>>>>>

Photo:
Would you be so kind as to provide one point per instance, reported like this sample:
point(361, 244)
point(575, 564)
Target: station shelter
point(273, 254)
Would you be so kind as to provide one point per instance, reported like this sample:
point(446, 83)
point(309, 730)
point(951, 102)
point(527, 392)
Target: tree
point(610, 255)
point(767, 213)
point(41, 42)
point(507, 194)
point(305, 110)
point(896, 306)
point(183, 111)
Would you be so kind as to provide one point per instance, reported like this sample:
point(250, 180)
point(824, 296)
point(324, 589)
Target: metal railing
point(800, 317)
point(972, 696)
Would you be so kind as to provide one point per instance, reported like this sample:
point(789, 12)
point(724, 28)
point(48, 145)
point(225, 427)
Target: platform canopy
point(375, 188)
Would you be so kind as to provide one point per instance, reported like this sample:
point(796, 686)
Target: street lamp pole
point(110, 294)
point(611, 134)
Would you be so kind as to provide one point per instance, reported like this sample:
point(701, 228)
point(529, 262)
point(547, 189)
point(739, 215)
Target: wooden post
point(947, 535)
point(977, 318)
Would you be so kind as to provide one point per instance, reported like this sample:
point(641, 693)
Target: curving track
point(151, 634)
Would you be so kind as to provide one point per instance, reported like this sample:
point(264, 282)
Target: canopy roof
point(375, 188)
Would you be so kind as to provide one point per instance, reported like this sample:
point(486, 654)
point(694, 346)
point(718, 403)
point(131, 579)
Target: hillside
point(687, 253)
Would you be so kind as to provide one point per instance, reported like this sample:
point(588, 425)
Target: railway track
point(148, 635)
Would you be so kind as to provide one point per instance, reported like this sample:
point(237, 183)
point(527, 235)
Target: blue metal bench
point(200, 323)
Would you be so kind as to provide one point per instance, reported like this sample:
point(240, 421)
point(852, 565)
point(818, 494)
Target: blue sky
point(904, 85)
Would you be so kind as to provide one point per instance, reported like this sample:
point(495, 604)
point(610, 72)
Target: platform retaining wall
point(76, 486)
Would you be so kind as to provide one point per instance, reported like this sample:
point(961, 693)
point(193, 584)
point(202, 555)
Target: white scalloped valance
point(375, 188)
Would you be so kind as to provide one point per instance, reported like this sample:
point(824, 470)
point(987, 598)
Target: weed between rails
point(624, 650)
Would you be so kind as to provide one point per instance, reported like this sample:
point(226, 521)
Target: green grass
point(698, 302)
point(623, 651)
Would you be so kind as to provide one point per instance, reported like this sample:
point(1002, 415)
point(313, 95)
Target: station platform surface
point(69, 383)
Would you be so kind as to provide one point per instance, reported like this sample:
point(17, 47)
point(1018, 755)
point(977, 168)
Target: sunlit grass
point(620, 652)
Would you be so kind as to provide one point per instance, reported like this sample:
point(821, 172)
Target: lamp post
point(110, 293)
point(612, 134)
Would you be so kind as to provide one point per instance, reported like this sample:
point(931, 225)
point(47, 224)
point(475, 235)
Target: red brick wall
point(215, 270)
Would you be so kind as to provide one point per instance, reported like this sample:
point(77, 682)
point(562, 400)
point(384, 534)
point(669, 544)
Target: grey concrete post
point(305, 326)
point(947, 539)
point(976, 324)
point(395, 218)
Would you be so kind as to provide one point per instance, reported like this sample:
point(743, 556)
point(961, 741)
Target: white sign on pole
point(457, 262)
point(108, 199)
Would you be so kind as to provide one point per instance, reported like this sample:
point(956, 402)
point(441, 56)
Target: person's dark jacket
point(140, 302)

<<<<<

Every entry should be output exactly as written, please.

Photo:
Would you be so kind as to provide one point per instance, reported like this sample:
point(361, 244)
point(575, 564)
Target: station shelter
point(273, 254)
Would you be so kind as to provide one point per instance, reported like this sample:
point(446, 83)
point(309, 730)
point(951, 102)
point(527, 392)
Target: tree
point(610, 255)
point(767, 213)
point(41, 42)
point(507, 194)
point(305, 110)
point(896, 306)
point(183, 111)
Would you be so kind as to provide one point per instance, reported like this sample:
point(250, 180)
point(824, 296)
point(324, 589)
Target: metal railing
point(800, 317)
point(972, 696)
Would you be so kind as to provide one point per instance, reported like this sample:
point(789, 12)
point(724, 28)
point(48, 145)
point(225, 427)
Target: platform canopy
point(375, 188)
Would you be so kind as to provide one point per instance, reported like this sample:
point(796, 686)
Target: street lamp pole
point(110, 294)
point(611, 134)
Would you be so kind as to provide one point per instance, reported like this sample:
point(701, 228)
point(529, 262)
point(547, 189)
point(739, 215)
Target: wooden post
point(947, 535)
point(977, 318)
Would you be so kind as to provide one point per instance, reported like this sample:
point(641, 693)
Target: curving track
point(151, 634)
Would you be so kind as to provide one point per instance, reported like this sample:
point(264, 282)
Target: canopy roof
point(375, 188)
Would you be so kind as to provide one point per instance, reported like this sample:
point(486, 654)
point(694, 346)
point(718, 403)
point(131, 579)
Target: hillside
point(687, 253)
Would you be so kind as to provide one point per instance, reported like this sample:
point(588, 425)
Target: railway track
point(148, 635)
Would you be so kind as to provide one point per instance, reported like this sample:
point(237, 183)
point(527, 235)
Target: blue metal bench
point(200, 323)
Would you be so kind as to provide one point per instance, reported like this sample:
point(240, 421)
point(852, 565)
point(818, 494)
Target: blue sky
point(904, 85)
Would you be so kind as to provide one point per instance, reported like this sample:
point(495, 604)
point(610, 72)
Target: platform retaining wall
point(76, 486)
Would you be so kind as to provide one point per instance, reported like this sample:
point(961, 693)
point(193, 584)
point(202, 555)
Target: white scalloped valance
point(375, 188)
Would you be so kind as to provide one point per instance, reported like this sample:
point(824, 470)
point(987, 598)
Target: weed between rails
point(624, 650)
Would you be so kind as to provide one point per instance, reported like this sample:
point(226, 521)
Target: green grass
point(698, 302)
point(623, 651)
Would you be so kind as to provide one point per instance, reported like this sample:
point(1002, 415)
point(313, 95)
Target: station platform surface
point(69, 383)
Would you be so kind as to provide one point per instance, reported like this sample:
point(17, 47)
point(1018, 755)
point(977, 168)
Target: sunlit grass
point(620, 652)
Would you be so kind as to provide one point per instance, reported like this sample:
point(821, 172)
Target: lamp post
point(110, 293)
point(612, 134)
Would you be so kind as to provide one point per instance, reported like this sample:
point(931, 225)
point(47, 224)
point(475, 235)
Target: red brick wall
point(215, 270)
Would you be so kind as to provide one point per instance, reported like this sample:
point(77, 682)
point(562, 400)
point(384, 534)
point(669, 544)
Target: grey concrete post
point(305, 326)
point(947, 539)
point(976, 324)
point(395, 218)
Would you be so kind as to provide one point per instance, reported like this sample:
point(743, 556)
point(961, 741)
Target: white sign on pole
point(457, 262)
point(108, 199)
Would you be so kind as to provide one point per instance, reported like this sample:
point(956, 402)
point(441, 56)
Target: person's dark jacket
point(140, 302)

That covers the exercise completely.